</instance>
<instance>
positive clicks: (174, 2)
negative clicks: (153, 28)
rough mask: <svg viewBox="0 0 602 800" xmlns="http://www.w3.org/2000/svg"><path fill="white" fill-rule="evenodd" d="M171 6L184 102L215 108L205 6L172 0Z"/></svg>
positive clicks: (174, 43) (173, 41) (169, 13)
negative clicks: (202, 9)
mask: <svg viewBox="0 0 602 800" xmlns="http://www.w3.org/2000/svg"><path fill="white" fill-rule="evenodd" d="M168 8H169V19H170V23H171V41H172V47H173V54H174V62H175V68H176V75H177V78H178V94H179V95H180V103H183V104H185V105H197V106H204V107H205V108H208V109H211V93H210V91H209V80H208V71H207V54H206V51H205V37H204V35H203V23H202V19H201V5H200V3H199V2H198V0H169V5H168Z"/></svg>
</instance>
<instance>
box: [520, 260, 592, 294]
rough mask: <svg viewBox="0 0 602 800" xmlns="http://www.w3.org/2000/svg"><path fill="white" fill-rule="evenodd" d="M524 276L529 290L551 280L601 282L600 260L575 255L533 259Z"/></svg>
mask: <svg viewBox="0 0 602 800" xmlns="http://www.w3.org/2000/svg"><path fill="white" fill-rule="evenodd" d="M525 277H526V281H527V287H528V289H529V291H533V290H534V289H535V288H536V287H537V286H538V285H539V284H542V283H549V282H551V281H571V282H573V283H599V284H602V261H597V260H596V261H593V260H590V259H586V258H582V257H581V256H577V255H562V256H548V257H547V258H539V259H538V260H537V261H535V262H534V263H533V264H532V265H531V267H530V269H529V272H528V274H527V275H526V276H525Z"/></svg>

▸ **Exercise requirements**
Across the records above, show each line containing the word "positive".

▸ **Answer section**
positive clicks: (174, 2)
positive clicks: (174, 43) (173, 41) (169, 13)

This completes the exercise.